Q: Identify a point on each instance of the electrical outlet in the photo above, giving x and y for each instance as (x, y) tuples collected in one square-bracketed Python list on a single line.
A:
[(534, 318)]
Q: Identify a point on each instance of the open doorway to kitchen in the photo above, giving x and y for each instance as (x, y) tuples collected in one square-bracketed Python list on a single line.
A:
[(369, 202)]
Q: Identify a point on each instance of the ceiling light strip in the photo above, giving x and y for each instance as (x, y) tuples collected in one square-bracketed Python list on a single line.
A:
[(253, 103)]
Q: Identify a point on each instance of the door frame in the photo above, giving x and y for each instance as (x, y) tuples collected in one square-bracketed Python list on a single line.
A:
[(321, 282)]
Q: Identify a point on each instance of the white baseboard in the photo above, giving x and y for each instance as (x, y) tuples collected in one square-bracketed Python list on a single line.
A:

★ ★ ★ ★ ★

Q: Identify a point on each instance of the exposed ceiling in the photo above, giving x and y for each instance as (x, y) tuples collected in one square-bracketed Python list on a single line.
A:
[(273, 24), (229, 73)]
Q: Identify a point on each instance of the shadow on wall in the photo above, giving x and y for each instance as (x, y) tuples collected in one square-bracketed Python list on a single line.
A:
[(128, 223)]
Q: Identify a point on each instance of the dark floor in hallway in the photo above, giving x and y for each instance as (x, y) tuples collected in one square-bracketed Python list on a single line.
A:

★ ★ ★ ★ ★

**Exercise prompt:** Scale the lines starting at the one containing "Q: Identify a point on each instance of the open" and ending at the one containing "[(369, 202)]": reproduce them with their requests, multiplying each point coordinate in the answers by 0.3 and rounding to the nearest whole number, halves up.

**Expected output:**
Q: Identify a point on each instance of the open doorway to kitchen in the photo above, giving x and y for each instance as (x, y) tuples collected in one square-bracketed Python list on a single line.
A:
[(111, 61)]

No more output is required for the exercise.